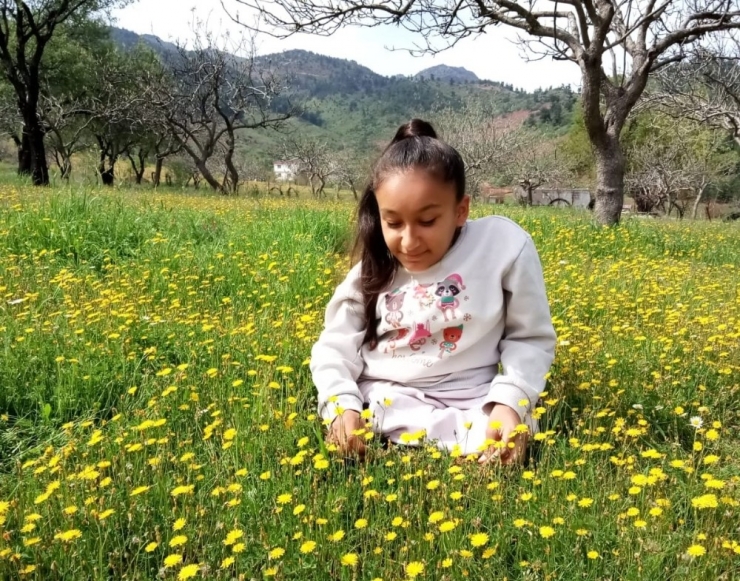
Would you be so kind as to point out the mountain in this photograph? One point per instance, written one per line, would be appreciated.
(350, 105)
(446, 73)
(128, 40)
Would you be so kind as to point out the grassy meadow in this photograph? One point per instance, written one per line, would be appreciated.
(157, 417)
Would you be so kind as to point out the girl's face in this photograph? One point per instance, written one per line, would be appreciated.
(419, 216)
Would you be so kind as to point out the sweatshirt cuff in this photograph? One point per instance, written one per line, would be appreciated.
(328, 409)
(506, 391)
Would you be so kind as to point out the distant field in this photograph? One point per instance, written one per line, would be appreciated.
(157, 418)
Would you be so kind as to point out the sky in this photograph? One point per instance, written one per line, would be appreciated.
(493, 56)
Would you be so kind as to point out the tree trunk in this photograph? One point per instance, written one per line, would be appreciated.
(24, 154)
(697, 201)
(231, 171)
(107, 174)
(138, 169)
(157, 175)
(610, 166)
(208, 176)
(35, 132)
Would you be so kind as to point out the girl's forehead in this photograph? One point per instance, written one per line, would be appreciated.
(414, 192)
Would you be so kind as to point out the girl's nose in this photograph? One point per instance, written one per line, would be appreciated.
(410, 240)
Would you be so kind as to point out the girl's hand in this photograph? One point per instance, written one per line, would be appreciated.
(505, 420)
(340, 433)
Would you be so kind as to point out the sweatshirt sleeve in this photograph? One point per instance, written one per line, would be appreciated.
(336, 360)
(527, 346)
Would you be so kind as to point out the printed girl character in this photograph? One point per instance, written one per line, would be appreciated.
(419, 336)
(413, 228)
(452, 335)
(400, 334)
(422, 296)
(394, 302)
(447, 291)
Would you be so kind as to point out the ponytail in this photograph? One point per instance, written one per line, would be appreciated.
(414, 146)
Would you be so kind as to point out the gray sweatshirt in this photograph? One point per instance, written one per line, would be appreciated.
(446, 329)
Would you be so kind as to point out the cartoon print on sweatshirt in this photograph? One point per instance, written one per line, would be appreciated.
(447, 291)
(422, 296)
(393, 342)
(394, 302)
(452, 336)
(419, 336)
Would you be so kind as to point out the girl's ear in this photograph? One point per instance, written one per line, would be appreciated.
(463, 210)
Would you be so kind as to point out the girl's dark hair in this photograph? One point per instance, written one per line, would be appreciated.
(415, 146)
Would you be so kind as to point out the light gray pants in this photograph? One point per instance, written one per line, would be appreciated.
(450, 417)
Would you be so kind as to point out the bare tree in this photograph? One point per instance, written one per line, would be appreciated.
(485, 143)
(531, 164)
(314, 159)
(637, 37)
(66, 121)
(704, 88)
(11, 124)
(352, 171)
(215, 94)
(26, 28)
(165, 144)
(675, 165)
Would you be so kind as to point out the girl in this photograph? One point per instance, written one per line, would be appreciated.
(416, 331)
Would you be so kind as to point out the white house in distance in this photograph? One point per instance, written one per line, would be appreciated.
(286, 171)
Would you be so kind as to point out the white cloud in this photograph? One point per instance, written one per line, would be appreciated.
(490, 56)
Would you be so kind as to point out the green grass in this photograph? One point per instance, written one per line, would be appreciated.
(154, 342)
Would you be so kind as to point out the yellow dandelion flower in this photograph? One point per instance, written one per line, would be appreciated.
(276, 553)
(188, 572)
(436, 517)
(180, 490)
(308, 547)
(233, 536)
(696, 551)
(336, 536)
(546, 532)
(139, 490)
(414, 569)
(172, 560)
(178, 541)
(68, 536)
(478, 539)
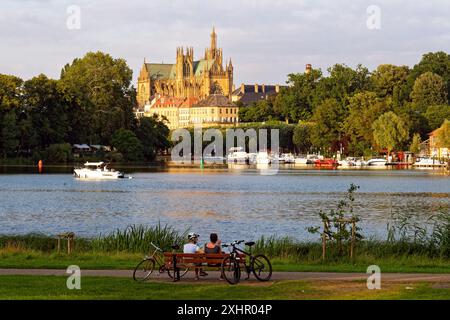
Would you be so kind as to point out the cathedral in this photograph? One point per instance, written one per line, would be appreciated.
(187, 78)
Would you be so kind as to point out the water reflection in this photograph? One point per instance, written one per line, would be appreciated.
(236, 203)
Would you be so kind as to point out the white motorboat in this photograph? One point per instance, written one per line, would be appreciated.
(288, 158)
(97, 171)
(237, 155)
(428, 162)
(262, 158)
(376, 162)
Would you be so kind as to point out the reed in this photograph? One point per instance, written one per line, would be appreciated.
(138, 238)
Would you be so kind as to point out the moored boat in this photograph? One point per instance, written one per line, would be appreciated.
(97, 171)
(376, 162)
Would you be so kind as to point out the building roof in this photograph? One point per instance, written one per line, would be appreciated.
::::::::::
● GIVEN TASK
Exactly reproduce the lines beginning at the one that contains "the white cloud" and ending at the final line of the material, with the pictures left out.

● ANSWER FOR THE TASK
Would you be so kind as to point out the white cloud in this photograph? One point per instance, written one per line, would be appreciated.
(490, 56)
Would you be so kind as to point out the green grass in this photograph? One point per instance, written one per line, would be appreciated.
(154, 342)
Would you be so kind as to point out the yellow dandelion flower in this photograph? One point per instance, written one per line, would be appreciated.
(276, 553)
(188, 572)
(436, 517)
(180, 490)
(308, 547)
(233, 536)
(696, 551)
(336, 536)
(546, 532)
(139, 490)
(414, 569)
(172, 560)
(178, 541)
(68, 536)
(478, 539)
Would you be so kind as to point out the cathedral in this photograph? One point per instance, written one per line, would be appreciated.
(187, 78)
Would you be so kind as to point out the water reflection in this photograph? One point per instance, written one per line, would be appreciated.
(236, 203)
Would you be so kind as to point out the white motorboat in this photograph? One point per instance, written one per line, would be appreciated.
(288, 158)
(97, 171)
(237, 155)
(428, 162)
(262, 158)
(376, 162)
Would you be so kind as to point out the reed in this photograph? One point per instance, written one per line, would be appreciated.
(138, 238)
Would you be so kind as to point out the moored boat in this photograph? One point per instance, written one per line, would be appreciated.
(97, 171)
(376, 162)
Would you be so kind as to point out the building roof in this photograph? One point per instance, written one per line, would be appreciated.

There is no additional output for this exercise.